**Text shown:**

-- START --

Jump To: Support > KB > NetManager > Email > Spam

Email Spam Filtering

Greylisting

When valid emails are sent, but the destination mail server is temporarily too busy (or otherwise unavailable), they will sit in a queue on an intermediate server which will periodically retry delivering the mail. In this way, temporary downtime on the destination server will not stop mail being reliably delivered. Greylisting uses this feature to stop large amounts of spam.

When someone first sends you an email, their server will be told to try again later. A note is kept so that when they try again (after a certain greylist period has elapsed), the mail will be accepted immediately. As a valid mail server will always try again, the mail will be delivered safely. Spam mail is very rarely sent via valid mail servers (as doing so would make it easy to track) and as the spammers are sending millions of unsolicited mails, they will not bother trying to remember to track and retry any mails which cannot be immediately delivered.

Enabling greylisting means a small delay the first time someone first sends you an email, but blocks a very high proportion of junk mail. Greylisting relies on any retries coming from the same server that connected originally; some senders have a pool of machines (e.g. twitter.com has a pool of around 40 machines that may attempt to send the same mail. Problem senders such as Twitter are added to a whitelist that we maintain (so please let us know of any problems you encounter). SPF-enabled senders can bypass greylisting if required.

-- END --

**Requirements:**
1. In the greylisting text, what is a sender's server told when someone first sends you an email?
2. Extend the greylisting text, picking up after its final sentence.

[Data records]
-- START --

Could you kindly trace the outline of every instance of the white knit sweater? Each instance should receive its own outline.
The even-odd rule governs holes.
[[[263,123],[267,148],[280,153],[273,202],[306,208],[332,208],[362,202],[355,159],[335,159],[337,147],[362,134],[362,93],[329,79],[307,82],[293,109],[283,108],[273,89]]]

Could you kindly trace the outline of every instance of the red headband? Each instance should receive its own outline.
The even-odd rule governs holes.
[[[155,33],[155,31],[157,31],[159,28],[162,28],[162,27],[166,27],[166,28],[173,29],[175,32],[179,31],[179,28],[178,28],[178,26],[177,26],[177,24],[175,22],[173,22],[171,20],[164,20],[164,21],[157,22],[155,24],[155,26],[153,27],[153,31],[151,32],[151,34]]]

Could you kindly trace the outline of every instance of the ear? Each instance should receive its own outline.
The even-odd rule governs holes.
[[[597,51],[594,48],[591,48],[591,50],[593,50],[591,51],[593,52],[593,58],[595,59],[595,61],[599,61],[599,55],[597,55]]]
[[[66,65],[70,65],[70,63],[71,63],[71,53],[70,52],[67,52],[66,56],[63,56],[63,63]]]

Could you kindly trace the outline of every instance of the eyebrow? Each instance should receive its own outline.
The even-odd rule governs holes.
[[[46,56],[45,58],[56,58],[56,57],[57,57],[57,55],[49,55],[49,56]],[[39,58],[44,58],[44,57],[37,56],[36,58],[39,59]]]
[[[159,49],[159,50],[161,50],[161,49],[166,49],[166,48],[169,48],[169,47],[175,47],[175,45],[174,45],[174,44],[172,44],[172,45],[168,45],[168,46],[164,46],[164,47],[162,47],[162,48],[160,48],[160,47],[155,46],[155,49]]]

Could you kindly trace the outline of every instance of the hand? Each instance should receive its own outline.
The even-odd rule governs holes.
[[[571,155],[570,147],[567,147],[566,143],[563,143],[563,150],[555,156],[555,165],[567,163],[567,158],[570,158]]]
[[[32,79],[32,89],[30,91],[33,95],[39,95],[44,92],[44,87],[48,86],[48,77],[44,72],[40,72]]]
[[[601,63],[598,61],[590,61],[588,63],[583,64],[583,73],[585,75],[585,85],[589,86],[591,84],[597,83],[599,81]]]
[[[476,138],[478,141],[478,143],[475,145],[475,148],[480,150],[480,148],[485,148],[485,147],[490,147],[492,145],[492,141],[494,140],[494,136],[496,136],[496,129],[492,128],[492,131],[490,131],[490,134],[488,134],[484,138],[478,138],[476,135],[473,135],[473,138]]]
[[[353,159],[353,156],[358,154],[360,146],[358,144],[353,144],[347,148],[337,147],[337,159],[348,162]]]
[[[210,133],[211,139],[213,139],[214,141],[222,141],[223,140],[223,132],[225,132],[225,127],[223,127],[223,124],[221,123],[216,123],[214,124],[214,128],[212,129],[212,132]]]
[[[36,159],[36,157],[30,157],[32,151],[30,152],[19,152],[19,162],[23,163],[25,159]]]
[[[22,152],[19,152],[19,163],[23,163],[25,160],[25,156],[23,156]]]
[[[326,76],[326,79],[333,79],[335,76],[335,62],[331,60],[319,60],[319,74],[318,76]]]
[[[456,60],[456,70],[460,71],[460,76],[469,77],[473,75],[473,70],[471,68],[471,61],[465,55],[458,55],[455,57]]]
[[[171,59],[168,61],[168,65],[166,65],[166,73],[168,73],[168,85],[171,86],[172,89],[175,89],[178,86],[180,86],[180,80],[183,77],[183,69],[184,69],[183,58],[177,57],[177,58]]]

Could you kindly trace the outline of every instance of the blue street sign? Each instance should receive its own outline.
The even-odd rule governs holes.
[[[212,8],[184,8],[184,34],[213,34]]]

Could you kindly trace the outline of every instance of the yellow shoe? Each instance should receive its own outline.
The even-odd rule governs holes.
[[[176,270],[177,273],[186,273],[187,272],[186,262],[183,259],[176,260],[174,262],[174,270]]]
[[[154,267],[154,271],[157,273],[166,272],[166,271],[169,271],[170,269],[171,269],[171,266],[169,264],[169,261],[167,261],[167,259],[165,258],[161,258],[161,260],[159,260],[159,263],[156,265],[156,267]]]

-- END --

**Expected responses:**
1. It is told to try again later.

2.
Greylisting is not enabled by default because we feel our customers should be aware of the time-delay and pool sending aspects before proceeding. If greylisting is enabled, any senders added to the whitelist in Email > Mail blocks > Allow by sender in webadmin will not be greylisted.

Configuration options for greylisting

Greylist can be altered with the following configuration options in the configuration file:

  • mail_greylist (default n) - whether to enable greylisting, set to y to enable
  • mail_greylist_spf (default n) - whether to allow senders with valid SPF records to bypass greylisting, set to y to allow bypass
  • mail_greylist_always - space-separated list of senders to always greylist
  • mail_greylist_never - space-separated list of senders to never greylist

Scanning all mails for content, patterns, etc.

Scanning of all emails for spam is an optional module available for NetManager. This page assumes you have already purchased this and that it is installed.

All emails travelling through the system (either in or out) are assessed by the spam filter. Mail that has been received from trusted networks (e.g. your LAN) will be passed through without further checking. All other emails are rated according to a number of different metrics. For example:

  • How much it looks like emails that are known to be spam (Bayesian filtering)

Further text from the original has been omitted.